There’s always something to howl about

Do Today’s home prices reflect their market value?

Can you really look at a buyer today and tell them that they are buying their home at a good price?  Sure, you can tell them how the price they are paying compares to what folks have been paying the last few months, or few years.  But that doesn’t mean that what you are seeing is the true market price!  The actual market price can’t be determined without a free market.  Right now, we have anything but a free and stable market in real estate.

Take the government’s free ice cream housing promotion, also known as the Homebuyer Tax Credit.  The issue I’m concerned about isn’t that it is going to cost taxpayers about 15 billion dollars if it is allowed to expire on November 30.  Nor is the issue that it has cost $43,500 that we, our children and grandchildren will somehow have to pay for each new buyer attracted into the program according to the NAR numbers.  The issue is it has artificially increased the value of homes in the market by $8000 and that will end on November 30th, or sometime.

So, that $250,000 home your client just bought and put a mortgage on is really only worth $242,000 when that market distortion is removed.  With an FHA loan, and a program to use the tax credit for a down payment, guess who is already upside down in their purchase?  Does this sound anything like the too recent past?

----------

WHAT THIS TASK INVOLVES:
According to the piece on home prices, by how much has the Homebuyer Tax Credit artificially raised home values?

----------

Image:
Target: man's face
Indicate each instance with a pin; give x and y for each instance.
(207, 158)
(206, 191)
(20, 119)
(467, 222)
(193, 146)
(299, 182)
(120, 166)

----------

SOLUTION BELOW:
By $8,000.